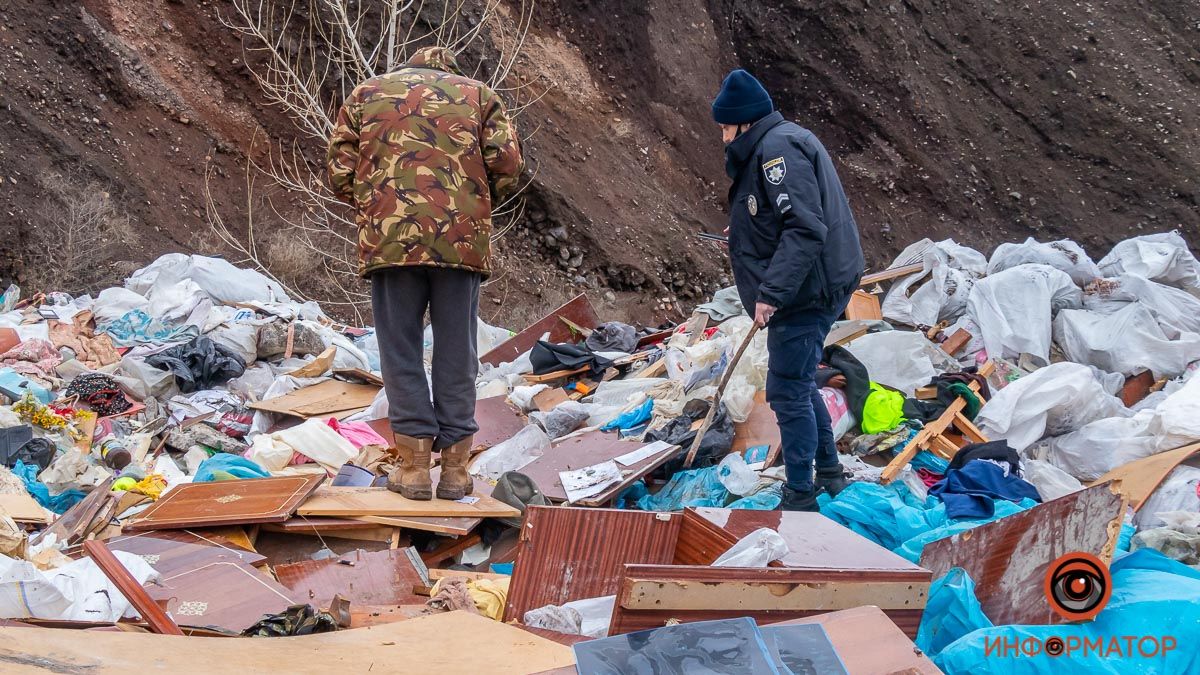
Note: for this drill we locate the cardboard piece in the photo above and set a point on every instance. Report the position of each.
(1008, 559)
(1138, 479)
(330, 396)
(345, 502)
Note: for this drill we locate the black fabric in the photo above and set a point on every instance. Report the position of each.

__YOUR GOAL__: Rewrite all of the rows above as a numbered list, skipping any blank lines and leaving the pictures out.

__COMPLETE RESPONSE__:
1. Note: for this drill we locate the cardboard piece in the photo above and set a point on every instance. Report the position of each.
2. (1008, 559)
3. (1138, 479)
4. (330, 396)
5. (345, 502)
6. Note: for this drill we locate the black fabric in the photo above and set a point on every instance. Report the position of each.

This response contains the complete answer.